* _Exercises to complete_:
1: In the passage on direct-to-consumer selling, rewrite the stretch from "Direct to Consumer" through "for the brands.", swapping "brands" for "companies".
2: Answer these questions from the passage on direct-to-consumer selling:
(a) How much does the scarf manufacturer spend on raw labor or materials?
(b) What positions does Jeremy hold at Italic?
(c) How much did Italic raise in its Series B?

* _Text segment_:
>> BEGIN
Direct to Consumer has been the “it girl” strategy for brands for the last decade. Selling directly to consumers instead of through retailers has enabled brands to increase margins, gain better insights on customers, control their image, and more.
That’s all great (mostly)… for the brands.
Jeremy Cai’s parents started a manufacturing business before he was born, so he was familiar with how manufacturers fit into the buying & selling equation. It usually looks something like this:
Let’s say a scarf manufacturer spends $10 on raw labor or materials (in reality, these numbers would be much larger). Their next step is to sell what they make to a retailer or brand for about $12. That retailer typically makes a 5-10x margin on the sale, meaning it will sell the item to you, the customer for $60 to $120. That’s $108 tacked on to the price as the fabric moved from finished good to your neck, even though the end product — your scarf — was the same when the manufacturer handed it over for $12.
That $108 is where Jeremy saw opportunity — higher margins for the manufacturer, lower costs for you. Enter, Italic.
I spoke to Jeremy, Italic founder and CEO, not long after Italic announced its $26.9M Series B fundraise.
>> END
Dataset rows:
>> BEGIN
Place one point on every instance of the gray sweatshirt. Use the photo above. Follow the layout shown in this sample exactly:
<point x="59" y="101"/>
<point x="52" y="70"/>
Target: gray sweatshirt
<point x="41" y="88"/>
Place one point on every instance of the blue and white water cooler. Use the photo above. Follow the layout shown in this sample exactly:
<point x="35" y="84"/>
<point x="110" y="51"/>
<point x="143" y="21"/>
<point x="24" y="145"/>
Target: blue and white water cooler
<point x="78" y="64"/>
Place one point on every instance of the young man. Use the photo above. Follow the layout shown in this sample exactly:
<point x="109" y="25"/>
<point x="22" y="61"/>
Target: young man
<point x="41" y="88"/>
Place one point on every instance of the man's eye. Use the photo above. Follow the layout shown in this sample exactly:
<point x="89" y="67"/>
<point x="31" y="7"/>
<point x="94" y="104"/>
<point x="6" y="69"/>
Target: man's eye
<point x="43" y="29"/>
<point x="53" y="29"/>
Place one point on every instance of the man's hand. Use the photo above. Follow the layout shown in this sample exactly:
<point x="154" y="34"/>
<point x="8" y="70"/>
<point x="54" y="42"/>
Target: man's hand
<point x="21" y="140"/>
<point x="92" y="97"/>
>> END
* _Task answers_:
1:
Direct to Consumer has been the “it girl” strategy for companies for the last decade. Selling directly to consumers instead of through retailers has enabled companies to increase margins, gain better insights on customers, control their image, and more.
That’s all great (mostly)… for the companies.

2:
(a) $10
(b) Founder and CEO
(c) $26.9M